What is expected: The records that follow are to be repeated without alteration.

★ ★ ★ ★ ★ ★ ★

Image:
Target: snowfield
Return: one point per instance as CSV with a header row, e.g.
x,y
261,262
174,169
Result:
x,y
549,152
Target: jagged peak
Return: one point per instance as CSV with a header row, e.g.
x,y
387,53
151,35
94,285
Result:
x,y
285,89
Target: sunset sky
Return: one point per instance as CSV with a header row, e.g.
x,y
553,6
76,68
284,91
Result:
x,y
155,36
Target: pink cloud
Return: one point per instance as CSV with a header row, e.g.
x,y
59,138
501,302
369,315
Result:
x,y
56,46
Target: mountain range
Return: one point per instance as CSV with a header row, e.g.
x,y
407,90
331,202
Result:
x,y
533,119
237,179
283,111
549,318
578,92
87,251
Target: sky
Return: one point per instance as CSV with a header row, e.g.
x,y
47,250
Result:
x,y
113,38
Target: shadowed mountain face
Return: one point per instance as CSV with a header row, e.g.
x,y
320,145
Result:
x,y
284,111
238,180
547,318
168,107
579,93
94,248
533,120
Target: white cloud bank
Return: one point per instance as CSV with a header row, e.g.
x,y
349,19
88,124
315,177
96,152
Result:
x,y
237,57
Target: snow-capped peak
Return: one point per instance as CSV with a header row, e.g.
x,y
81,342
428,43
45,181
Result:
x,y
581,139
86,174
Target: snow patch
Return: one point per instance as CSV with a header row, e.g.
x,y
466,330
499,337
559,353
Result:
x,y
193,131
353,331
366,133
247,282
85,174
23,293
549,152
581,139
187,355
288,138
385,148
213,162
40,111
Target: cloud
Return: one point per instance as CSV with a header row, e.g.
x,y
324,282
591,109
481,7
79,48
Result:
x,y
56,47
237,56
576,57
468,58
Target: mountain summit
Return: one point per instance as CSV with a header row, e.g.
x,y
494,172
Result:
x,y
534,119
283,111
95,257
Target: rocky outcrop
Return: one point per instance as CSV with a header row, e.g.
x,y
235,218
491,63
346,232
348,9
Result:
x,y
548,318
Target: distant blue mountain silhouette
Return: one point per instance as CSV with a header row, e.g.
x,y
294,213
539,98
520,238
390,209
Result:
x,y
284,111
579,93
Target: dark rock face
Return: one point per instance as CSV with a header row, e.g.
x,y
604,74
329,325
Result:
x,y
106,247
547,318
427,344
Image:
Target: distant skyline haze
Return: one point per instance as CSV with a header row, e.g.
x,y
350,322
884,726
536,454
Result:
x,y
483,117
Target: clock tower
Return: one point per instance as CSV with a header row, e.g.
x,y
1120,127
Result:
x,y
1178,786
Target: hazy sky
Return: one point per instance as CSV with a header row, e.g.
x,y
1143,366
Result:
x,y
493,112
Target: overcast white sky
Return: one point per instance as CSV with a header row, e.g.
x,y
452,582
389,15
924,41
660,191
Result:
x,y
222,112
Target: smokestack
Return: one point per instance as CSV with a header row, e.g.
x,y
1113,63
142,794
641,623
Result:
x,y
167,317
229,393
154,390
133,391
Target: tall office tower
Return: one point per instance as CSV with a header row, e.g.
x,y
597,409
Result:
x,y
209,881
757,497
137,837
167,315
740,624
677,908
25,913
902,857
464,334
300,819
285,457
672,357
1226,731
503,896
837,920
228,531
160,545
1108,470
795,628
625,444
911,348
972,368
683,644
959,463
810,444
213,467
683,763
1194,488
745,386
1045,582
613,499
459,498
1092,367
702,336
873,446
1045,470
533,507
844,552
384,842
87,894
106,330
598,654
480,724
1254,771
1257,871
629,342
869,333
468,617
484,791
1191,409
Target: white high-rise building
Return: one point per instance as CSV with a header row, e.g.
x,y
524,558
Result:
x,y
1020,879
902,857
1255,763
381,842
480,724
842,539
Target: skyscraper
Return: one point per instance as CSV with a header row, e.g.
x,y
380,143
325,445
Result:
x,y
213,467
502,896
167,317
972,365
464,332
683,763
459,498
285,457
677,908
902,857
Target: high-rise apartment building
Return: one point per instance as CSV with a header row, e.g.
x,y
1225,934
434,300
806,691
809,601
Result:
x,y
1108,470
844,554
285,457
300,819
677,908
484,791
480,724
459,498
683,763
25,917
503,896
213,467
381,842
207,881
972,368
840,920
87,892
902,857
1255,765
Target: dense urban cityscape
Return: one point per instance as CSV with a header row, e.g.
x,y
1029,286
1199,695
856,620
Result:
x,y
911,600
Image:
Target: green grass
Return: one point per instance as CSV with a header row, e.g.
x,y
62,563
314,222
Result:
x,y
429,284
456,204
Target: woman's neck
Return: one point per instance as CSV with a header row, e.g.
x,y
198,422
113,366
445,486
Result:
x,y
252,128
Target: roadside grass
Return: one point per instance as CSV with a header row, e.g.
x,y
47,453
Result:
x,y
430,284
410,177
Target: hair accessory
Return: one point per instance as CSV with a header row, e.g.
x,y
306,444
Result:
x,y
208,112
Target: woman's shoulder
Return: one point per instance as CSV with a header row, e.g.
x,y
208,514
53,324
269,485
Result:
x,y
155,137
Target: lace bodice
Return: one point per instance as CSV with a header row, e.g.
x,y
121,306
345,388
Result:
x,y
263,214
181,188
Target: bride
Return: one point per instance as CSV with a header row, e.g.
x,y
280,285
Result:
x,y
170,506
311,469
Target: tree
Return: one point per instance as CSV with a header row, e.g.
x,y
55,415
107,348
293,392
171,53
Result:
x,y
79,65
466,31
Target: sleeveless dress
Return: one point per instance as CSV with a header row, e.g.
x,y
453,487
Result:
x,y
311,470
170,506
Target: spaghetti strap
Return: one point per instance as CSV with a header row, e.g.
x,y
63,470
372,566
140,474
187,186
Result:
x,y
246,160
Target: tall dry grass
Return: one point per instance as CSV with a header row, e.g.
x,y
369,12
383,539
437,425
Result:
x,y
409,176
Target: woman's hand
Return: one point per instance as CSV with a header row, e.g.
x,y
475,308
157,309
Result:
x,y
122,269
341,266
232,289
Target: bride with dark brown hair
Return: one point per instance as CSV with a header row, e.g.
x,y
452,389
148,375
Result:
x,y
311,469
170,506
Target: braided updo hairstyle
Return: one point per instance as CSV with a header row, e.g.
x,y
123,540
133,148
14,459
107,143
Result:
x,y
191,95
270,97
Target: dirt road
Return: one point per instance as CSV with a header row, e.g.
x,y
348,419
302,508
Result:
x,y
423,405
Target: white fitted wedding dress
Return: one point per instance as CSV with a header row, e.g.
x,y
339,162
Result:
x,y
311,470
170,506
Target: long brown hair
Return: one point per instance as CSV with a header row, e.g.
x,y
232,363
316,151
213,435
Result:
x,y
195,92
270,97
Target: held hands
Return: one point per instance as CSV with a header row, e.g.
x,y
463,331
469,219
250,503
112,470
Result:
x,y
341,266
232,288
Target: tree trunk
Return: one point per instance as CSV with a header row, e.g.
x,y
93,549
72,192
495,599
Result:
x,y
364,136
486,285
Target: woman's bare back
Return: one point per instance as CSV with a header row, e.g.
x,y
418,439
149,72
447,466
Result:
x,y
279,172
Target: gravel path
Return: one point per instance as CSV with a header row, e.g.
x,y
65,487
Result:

★ ★ ★ ★ ★ ★ ★

Response:
Image:
Target: snowfield
Return: one point per instance as CSV with a header row, e.g.
x,y
261,262
174,169
Result:
x,y
549,152
Target: jagged peak
Return: one point per instance as CSV with a header row, e.g.
x,y
387,53
151,35
94,285
Result:
x,y
285,89
Target: sunset sky
Return: one point per instance as CSV with a header row, e.g.
x,y
553,6
76,68
284,91
Result:
x,y
155,36
Target: pink cloud
Return: one point per instance as CSV with a header row, e.g.
x,y
59,138
501,302
369,315
Result:
x,y
56,46
Target: mountain range
Return: one point per instance as CSV with a header row, e.g.
x,y
407,90
331,202
Result:
x,y
533,119
237,179
283,111
549,318
578,92
87,251
Target: sky
Return: one point per instance as CSV with a header row, e.g.
x,y
47,250
Result:
x,y
113,38
Target: shadowed mountain face
Return: one point per instance as CSV with a header row, e.g.
x,y
320,145
Result:
x,y
284,111
238,180
547,318
168,107
579,93
94,248
533,120
Target: white cloud bank
Return: one point per instance as CSV with a header row, e.g.
x,y
349,19
88,124
315,177
96,152
Result:
x,y
237,57
Target: snow-capped peak
Return: one point per instance as CSV with a header row, e.g.
x,y
81,342
428,43
45,181
Result:
x,y
581,139
86,174
Target: snow patch
Return: one point per instance as CSV with a header row, e.g.
x,y
466,330
499,337
559,353
Result:
x,y
193,131
353,331
366,133
247,282
85,174
23,293
549,152
581,139
187,355
288,138
385,148
213,162
40,111
Target: cloud
Return: one point per instance as CSV with a header row, e.g.
x,y
324,282
591,109
481,7
79,48
Result:
x,y
56,47
237,56
576,57
468,58
Target: mountain summit
Return: one point per instance as CSV with a header row, e.g.
x,y
494,172
Result:
x,y
534,119
283,111
95,257
Target: rocky outcrop
Return: one point per instance as CSV with a header row, e.g.
x,y
235,218
491,63
346,232
348,9
Result:
x,y
548,318
Target: distant blue mountain silhouette
Return: one point per instance as CSV with a header row, e.g.
x,y
294,213
539,98
520,238
390,209
Result:
x,y
284,111
579,93
Target: dark rock face
Return: one point per instance as CSV with a header row, e.g.
x,y
604,74
329,325
Result:
x,y
106,247
547,318
427,344
Image:
Target: distant skyline haze
Return: one point per instance as CSV with a header row, e.g.
x,y
350,322
884,726
536,454
Result:
x,y
483,117
Target: clock tower
Return: one point per instance as CSV with a header row, e.g.
x,y
1120,127
Result:
x,y
1178,786
Target: hazy sky
Return: one point per instance as CSV with a header row, e.g.
x,y
1143,366
Result:
x,y
493,112
Target: overcast white sky
Return: one point per instance as CSV with a header row, e.g.
x,y
452,582
389,15
924,41
660,191
Result:
x,y
222,112
Target: smokestack
Return: one point per instance as CSV with a header row, e.g.
x,y
1113,63
142,794
641,623
Result:
x,y
167,317
229,393
154,390
133,391
Target: tall office tower
Return: one point per instance as CSV with a header row, e.g.
x,y
597,409
Result:
x,y
209,881
757,497
137,837
167,315
740,624
677,908
25,913
902,857
464,334
300,819
285,457
672,357
1226,731
503,896
837,920
228,531
160,545
1108,470
795,628
625,444
911,348
972,368
683,644
959,463
810,444
213,467
683,763
1194,488
745,386
1045,582
613,499
459,498
1092,367
702,336
873,446
1045,470
533,507
844,552
384,842
87,894
106,330
598,654
480,724
1254,771
1257,871
629,342
869,333
468,617
484,791
1191,409
Target: white high-rise building
Return: one point per instance as CSV with a header row, e.g.
x,y
524,558
Result:
x,y
1020,879
902,857
1255,763
381,842
480,724
842,539
Target: skyscraper
Return: one point per instance as CSV with a header row, e.g.
x,y
380,143
325,445
Result:
x,y
213,467
502,896
167,317
972,365
464,332
683,763
459,498
285,457
677,908
902,857
Target: high-rise apartment building
Return: one point per instance as CSV with a header row, e.g.
x,y
1225,934
434,300
806,691
809,601
Result:
x,y
1108,470
844,554
285,457
300,819
677,908
484,791
480,724
459,498
683,763
25,917
503,896
213,467
381,842
207,881
972,368
840,920
87,892
902,857
1255,765
Target: dense urban cityscape
Return: one point per instance as CSV with a header row, e.g.
x,y
1029,286
1199,695
856,620
Result:
x,y
911,600
Image:
Target: green grass
Return: one point per instance as CSV with a header row, e.g.
x,y
62,563
314,222
Result:
x,y
429,284
456,204
Target: woman's neck
Return: one point per instance as CSV with a header row, e.g.
x,y
198,422
113,366
445,486
Result:
x,y
252,128
Target: roadside grass
Return: one point per instance as CSV with a header row, e.g.
x,y
47,453
Result:
x,y
430,284
410,177
Target: hair accessory
Return: one point per instance as CSV with a header row, e.g.
x,y
306,444
Result:
x,y
208,112
Target: woman's shoulder
Return: one point per instance as CSV with a header row, e.g.
x,y
208,514
53,324
269,485
Result:
x,y
155,137
Target: lace bodice
Return: one point per instance as CSV with a header row, e.g.
x,y
121,306
345,388
Result:
x,y
263,214
181,188
Target: bride
Return: one point per instance as CSV with a header row, e.g.
x,y
280,285
Result:
x,y
170,506
311,469
Target: tree
Return: one point per instance as CSV with a header row, e.g.
x,y
55,415
107,348
293,392
171,53
Result:
x,y
79,65
466,31
Target: sleeveless dress
Return: one point per instance as CSV with a header row, e.g.
x,y
453,487
Result:
x,y
311,470
170,506
Target: spaghetti strap
Return: one point per instance as CSV with a header row, e.g.
x,y
63,470
372,566
140,474
187,186
Result:
x,y
246,160
Target: tall dry grass
Return: one point per instance as CSV with a header row, e.g.
x,y
369,12
383,539
437,425
Result:
x,y
409,176
Target: woman's hand
Return: one point per instance as CSV with a header row, e.g.
x,y
475,308
157,309
Result:
x,y
122,269
341,266
232,289
Target: bride with dark brown hair
Return: one point per instance as CSV with a header row, e.g.
x,y
452,389
148,375
Result:
x,y
311,469
170,506
Target: braided updo hairstyle
Return: one point per instance as CSV with a header row, e.g.
x,y
123,540
133,148
14,459
107,143
Result:
x,y
191,95
270,97
Target: dirt road
Return: one point per instance as CSV with a header row, e.g.
x,y
348,419
302,508
Result:
x,y
423,405
Target: white fitted wedding dress
Return: one point per instance as CSV with a header row, e.g.
x,y
339,162
Result:
x,y
311,470
170,506
Target: long brown hair
Return: one point per instance as CSV with a header row, e.g.
x,y
232,363
316,151
213,435
Result:
x,y
195,92
270,97
Target: held hands
Return: one point per instance as CSV with a header row, e.g.
x,y
463,331
469,219
250,503
112,470
Result:
x,y
341,266
232,288
Target: tree trunk
Return: one point per instance as CSV with a header row, e.g.
x,y
93,549
72,192
495,599
Result:
x,y
364,136
486,285
Target: woman's bare back
Return: one point per instance as CSV with a header row, e.g.
x,y
418,439
149,72
447,466
Result:
x,y
279,172
Target: gravel path
Return: one point per instance as CSV with a header row, e.g.
x,y
65,487
Result:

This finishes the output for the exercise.